__Work request__
If a line in the records below contains "roof", copy that line.

__Items from a dataset__

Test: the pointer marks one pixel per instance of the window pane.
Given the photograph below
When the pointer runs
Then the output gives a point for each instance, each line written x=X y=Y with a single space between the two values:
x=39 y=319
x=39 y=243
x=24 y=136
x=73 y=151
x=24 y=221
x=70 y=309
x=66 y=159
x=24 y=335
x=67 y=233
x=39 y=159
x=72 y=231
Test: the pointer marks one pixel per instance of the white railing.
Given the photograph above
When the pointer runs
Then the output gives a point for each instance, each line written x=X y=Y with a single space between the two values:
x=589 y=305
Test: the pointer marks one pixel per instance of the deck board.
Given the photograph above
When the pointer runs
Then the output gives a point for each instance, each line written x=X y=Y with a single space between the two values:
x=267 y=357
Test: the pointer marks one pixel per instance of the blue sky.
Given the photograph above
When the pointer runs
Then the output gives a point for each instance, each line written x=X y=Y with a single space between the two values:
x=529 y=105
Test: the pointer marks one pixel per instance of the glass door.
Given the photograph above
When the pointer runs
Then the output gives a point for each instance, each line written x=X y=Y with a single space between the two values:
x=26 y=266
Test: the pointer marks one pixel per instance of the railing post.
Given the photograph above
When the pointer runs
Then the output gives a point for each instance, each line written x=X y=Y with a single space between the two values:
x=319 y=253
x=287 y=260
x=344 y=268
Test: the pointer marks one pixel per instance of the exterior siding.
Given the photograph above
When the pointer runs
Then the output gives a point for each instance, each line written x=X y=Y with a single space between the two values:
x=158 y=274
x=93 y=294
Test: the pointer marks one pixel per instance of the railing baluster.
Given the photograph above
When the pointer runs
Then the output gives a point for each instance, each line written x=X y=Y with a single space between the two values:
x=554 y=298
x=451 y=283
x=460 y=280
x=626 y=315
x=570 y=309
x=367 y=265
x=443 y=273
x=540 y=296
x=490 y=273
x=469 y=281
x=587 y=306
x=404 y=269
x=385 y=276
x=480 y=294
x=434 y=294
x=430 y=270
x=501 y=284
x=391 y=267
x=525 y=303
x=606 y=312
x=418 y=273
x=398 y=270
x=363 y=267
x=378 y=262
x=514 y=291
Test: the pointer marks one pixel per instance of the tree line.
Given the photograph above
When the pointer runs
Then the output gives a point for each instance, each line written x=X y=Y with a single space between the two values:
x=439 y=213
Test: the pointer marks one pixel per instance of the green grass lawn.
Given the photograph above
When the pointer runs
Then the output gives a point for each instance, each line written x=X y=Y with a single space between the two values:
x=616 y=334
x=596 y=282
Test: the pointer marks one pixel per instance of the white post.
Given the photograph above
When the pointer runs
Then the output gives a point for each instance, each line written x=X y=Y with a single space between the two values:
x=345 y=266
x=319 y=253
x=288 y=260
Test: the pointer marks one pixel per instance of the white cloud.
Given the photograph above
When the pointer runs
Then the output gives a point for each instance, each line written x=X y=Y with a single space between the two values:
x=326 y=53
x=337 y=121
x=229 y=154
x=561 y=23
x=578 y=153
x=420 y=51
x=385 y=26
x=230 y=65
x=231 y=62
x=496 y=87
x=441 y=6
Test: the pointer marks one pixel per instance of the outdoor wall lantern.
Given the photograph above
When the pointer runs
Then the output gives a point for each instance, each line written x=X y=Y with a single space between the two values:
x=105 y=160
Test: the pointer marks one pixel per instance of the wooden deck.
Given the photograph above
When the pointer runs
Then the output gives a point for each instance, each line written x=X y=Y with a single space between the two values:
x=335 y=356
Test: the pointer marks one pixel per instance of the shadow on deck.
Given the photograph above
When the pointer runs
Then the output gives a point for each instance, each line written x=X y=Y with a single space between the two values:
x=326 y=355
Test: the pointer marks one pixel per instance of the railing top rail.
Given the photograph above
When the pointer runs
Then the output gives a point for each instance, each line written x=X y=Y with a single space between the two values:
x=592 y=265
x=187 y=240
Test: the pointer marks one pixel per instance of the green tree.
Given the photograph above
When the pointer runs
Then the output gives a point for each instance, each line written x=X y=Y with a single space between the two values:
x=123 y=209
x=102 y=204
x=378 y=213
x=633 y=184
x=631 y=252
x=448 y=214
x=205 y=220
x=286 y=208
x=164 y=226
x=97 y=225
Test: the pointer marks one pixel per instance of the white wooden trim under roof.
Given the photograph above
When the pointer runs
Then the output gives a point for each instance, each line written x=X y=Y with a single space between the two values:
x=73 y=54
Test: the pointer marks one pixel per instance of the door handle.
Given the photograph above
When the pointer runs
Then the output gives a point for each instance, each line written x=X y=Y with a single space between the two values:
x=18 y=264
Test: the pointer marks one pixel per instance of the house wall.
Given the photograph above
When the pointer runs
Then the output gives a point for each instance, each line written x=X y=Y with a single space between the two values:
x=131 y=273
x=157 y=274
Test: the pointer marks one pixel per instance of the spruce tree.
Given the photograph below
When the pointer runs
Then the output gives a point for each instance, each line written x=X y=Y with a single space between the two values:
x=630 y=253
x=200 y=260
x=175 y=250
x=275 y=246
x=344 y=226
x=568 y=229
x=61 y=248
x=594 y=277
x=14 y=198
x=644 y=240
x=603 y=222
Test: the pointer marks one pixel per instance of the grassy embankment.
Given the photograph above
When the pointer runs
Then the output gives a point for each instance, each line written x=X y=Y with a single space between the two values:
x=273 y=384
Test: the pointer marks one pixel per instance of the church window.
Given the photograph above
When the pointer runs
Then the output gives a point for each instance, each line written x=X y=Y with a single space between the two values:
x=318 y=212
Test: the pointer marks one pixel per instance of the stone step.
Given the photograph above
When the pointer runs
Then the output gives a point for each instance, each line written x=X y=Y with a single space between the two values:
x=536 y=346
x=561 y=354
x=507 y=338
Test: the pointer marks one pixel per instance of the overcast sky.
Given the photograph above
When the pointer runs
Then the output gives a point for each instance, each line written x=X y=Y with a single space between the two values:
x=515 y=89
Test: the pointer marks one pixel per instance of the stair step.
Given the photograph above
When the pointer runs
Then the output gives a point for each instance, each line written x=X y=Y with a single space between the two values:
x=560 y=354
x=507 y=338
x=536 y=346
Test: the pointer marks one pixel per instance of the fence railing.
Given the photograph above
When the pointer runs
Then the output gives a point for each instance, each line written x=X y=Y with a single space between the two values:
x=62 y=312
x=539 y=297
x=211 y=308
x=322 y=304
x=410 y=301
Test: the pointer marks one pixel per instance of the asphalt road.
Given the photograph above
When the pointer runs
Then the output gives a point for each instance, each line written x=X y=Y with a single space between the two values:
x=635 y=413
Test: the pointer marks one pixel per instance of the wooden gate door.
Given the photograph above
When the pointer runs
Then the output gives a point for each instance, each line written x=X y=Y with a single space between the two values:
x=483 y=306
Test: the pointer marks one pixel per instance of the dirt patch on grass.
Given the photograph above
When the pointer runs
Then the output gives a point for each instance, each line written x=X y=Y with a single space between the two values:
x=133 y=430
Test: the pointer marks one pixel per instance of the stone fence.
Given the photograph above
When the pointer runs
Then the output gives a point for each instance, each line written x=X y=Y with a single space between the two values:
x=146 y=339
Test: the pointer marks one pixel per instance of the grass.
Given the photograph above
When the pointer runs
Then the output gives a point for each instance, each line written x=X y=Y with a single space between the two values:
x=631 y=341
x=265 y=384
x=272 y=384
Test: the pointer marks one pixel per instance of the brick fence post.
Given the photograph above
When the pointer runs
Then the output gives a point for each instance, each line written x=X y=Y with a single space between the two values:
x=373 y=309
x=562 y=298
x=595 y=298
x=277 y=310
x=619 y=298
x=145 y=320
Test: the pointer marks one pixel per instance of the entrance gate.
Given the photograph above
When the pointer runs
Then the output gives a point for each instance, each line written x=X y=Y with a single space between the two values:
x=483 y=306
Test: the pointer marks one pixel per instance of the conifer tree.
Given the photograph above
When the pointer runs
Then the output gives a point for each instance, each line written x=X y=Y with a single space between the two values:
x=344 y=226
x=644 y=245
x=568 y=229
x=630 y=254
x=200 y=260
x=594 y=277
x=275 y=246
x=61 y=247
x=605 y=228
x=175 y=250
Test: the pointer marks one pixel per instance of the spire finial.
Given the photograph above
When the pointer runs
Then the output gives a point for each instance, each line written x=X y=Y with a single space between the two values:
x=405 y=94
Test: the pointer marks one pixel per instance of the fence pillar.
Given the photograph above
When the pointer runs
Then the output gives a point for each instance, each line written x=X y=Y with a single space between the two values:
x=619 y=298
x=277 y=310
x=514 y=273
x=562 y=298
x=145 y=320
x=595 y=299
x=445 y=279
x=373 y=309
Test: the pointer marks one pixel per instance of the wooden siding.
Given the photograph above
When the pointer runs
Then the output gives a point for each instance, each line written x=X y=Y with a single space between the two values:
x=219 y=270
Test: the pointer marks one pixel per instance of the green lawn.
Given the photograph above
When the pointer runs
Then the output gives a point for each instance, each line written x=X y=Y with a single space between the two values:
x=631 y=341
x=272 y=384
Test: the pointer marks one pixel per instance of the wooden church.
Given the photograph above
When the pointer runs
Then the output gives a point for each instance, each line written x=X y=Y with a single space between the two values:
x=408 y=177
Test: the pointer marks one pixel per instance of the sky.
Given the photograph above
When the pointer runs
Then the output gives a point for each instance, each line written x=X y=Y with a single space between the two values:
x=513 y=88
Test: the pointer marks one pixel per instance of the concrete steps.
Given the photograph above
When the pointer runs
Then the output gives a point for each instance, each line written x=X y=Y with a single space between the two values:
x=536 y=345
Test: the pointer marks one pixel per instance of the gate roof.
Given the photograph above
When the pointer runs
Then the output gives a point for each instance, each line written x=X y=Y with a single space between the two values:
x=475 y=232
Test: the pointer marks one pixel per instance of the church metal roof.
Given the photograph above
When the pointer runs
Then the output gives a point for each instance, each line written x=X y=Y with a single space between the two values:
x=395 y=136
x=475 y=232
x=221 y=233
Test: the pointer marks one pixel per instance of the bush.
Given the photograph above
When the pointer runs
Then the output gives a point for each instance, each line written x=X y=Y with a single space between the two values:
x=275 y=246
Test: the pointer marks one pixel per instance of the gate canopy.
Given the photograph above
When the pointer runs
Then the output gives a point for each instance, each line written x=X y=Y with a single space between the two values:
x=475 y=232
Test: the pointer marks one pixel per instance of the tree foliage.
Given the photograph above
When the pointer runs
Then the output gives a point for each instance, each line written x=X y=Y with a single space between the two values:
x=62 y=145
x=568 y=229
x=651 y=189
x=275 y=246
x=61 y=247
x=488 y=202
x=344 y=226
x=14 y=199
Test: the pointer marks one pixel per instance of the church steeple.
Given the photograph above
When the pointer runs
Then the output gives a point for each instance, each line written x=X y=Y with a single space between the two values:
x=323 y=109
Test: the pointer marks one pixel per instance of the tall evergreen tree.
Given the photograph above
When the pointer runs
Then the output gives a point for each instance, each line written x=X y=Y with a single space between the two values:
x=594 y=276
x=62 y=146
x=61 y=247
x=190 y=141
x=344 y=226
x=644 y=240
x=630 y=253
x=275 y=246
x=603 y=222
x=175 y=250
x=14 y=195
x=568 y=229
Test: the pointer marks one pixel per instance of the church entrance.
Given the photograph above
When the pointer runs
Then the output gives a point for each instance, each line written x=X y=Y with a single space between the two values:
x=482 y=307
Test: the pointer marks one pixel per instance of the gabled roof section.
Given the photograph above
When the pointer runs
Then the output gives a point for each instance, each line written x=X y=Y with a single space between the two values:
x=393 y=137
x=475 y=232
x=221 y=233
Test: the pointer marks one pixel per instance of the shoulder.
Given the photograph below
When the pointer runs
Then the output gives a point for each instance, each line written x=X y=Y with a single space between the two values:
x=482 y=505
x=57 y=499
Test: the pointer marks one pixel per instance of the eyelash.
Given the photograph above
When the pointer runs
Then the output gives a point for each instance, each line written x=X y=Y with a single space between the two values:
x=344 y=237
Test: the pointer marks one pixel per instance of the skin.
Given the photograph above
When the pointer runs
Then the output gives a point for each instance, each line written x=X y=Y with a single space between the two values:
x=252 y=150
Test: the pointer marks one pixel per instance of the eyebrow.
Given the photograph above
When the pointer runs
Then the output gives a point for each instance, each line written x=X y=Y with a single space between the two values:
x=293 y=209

__The answer__
Test: the pointer marks one pixel per instance of the white wooden trim under roof.
Test: the pointer marks one pixel per instance of the gate roof.
Test: the pointer marks one pixel per instance of the church metal roof.
Test: the pointer marks one pixel per instance of the gabled roof section.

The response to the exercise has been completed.